(Extracted material)
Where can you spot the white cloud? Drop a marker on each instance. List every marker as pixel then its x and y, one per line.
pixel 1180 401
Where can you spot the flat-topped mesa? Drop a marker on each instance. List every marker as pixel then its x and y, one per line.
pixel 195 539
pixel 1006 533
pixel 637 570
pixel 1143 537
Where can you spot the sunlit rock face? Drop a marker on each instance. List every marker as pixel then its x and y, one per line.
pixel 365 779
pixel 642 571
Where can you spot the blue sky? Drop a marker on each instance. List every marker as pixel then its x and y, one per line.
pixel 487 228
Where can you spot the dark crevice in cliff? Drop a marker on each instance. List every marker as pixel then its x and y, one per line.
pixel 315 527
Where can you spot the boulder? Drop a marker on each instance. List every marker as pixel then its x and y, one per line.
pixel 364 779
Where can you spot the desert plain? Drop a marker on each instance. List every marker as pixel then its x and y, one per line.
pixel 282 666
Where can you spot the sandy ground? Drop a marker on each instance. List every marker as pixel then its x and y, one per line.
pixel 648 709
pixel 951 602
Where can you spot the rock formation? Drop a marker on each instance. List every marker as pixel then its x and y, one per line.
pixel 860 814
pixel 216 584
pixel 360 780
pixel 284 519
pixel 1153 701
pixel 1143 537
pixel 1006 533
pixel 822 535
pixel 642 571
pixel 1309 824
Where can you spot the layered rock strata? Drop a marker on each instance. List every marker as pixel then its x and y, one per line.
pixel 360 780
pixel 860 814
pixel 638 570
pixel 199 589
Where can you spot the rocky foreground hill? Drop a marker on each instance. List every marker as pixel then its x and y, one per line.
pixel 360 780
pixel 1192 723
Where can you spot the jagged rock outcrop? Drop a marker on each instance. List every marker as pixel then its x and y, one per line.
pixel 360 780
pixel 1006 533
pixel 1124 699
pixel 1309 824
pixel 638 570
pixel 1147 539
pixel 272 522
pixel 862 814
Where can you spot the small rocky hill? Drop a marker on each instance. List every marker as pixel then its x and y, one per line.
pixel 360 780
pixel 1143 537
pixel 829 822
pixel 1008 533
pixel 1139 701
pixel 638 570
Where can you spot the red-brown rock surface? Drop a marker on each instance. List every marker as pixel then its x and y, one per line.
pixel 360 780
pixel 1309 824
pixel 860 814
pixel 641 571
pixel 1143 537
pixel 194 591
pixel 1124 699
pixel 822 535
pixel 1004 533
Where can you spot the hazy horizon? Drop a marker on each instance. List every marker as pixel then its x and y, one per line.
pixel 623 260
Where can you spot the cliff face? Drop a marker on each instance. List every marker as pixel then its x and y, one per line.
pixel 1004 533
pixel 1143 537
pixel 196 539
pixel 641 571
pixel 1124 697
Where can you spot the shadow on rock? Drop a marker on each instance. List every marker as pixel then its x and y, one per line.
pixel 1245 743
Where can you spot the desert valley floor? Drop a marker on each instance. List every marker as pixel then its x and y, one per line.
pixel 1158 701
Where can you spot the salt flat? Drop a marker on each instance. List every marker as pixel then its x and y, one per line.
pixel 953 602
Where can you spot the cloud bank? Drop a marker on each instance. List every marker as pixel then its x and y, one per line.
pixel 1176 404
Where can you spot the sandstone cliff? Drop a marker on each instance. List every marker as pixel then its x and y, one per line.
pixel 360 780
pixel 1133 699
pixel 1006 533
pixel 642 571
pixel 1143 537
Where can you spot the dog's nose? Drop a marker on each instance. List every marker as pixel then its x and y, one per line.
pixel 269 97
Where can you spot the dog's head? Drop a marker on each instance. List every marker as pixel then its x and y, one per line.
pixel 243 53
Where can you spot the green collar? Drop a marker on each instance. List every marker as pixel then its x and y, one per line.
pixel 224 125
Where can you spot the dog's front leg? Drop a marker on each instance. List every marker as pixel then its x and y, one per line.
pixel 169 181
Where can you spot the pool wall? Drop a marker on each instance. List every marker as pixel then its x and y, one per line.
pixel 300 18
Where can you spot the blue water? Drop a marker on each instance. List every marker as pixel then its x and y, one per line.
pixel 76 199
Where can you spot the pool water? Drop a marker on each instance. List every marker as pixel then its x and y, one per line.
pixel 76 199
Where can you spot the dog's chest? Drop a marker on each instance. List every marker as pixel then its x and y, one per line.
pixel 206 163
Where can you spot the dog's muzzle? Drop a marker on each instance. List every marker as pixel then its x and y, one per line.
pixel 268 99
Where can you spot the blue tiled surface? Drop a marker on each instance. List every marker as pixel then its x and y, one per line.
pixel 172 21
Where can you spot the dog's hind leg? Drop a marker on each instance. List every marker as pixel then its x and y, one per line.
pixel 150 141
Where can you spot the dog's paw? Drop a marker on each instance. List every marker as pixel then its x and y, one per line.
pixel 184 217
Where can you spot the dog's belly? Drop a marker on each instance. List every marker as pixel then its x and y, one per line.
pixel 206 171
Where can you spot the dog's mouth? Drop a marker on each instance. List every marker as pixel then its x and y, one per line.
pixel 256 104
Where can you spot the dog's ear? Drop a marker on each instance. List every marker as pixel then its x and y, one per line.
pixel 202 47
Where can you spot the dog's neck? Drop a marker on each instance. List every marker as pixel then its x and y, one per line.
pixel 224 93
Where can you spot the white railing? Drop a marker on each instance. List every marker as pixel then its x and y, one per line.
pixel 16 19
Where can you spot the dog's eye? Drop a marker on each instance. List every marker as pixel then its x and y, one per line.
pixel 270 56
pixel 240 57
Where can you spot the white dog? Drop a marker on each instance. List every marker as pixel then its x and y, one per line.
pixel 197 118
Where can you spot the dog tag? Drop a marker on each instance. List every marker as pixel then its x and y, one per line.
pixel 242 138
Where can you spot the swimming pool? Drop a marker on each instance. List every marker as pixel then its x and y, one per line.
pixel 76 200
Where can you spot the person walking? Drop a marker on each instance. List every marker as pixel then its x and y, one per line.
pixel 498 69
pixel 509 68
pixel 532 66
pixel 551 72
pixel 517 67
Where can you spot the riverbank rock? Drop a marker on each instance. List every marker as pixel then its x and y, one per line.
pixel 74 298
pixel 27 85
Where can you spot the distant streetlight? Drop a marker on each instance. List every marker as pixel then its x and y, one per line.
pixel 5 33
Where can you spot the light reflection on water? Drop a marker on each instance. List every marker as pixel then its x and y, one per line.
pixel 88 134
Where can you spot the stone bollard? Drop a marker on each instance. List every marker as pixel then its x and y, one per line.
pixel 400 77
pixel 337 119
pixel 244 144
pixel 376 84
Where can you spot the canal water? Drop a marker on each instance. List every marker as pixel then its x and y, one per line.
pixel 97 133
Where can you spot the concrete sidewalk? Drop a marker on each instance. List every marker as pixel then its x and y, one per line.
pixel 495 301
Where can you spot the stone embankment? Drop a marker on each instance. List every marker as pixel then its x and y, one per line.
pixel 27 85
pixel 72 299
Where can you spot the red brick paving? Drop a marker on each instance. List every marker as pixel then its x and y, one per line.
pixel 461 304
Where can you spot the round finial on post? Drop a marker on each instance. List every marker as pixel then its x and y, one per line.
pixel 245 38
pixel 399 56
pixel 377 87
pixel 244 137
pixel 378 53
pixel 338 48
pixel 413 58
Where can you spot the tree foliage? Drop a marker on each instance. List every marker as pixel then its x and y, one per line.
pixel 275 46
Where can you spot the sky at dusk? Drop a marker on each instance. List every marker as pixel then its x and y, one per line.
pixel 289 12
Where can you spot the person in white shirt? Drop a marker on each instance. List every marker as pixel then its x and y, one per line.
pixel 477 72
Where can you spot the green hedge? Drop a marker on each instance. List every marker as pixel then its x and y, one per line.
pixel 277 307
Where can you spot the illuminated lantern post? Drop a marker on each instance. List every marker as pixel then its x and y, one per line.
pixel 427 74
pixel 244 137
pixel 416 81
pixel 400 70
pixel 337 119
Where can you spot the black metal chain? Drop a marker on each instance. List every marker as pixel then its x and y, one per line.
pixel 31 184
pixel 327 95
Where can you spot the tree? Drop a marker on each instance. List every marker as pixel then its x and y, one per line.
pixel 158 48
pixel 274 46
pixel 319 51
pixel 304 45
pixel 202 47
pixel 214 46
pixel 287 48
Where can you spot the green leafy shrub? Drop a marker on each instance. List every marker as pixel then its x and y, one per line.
(End Extracted material)
*Task statement*
Set down exactly the lines of the material above from the one with "Where can you spot the tree foliage?" through the end. Include both ends and nothing else.

*Answer to the exercise*
Where can you spot the tree foliage? Drop a marker on each instance. List every marker as pixel then its x and y, one per line.
pixel 275 46
Where can you spot the sky at dusk? Drop a marker on each instance. List every marker as pixel then its x and y, one per line.
pixel 289 12
Where can you spot the person in white shirt? Drop a marker on each instance. List every marker as pixel then its x and y, one per line.
pixel 477 72
Where can you spot the green hedge? Drop a marker on each instance. List every marker as pixel then its x and y, one per line.
pixel 277 307
Where can you spot the illuminated lantern post? Drop a marker on each instance. List every marker as pixel then its x and y, one per line.
pixel 427 74
pixel 244 137
pixel 416 81
pixel 400 70
pixel 337 119
Where can you spot the black metal chain? Drop a marker on each instance. List every marker as pixel then its x and y, one per line.
pixel 31 184
pixel 327 95
Where can you spot the tree? Drop a marker on each instance. List every marker as pixel then its x and y, one per line.
pixel 158 48
pixel 274 46
pixel 319 51
pixel 304 45
pixel 202 47
pixel 214 46
pixel 287 48
Where can you spot the green leafy shrub? Drop a marker on each instance. List every marker as pixel then its x and y, one per line.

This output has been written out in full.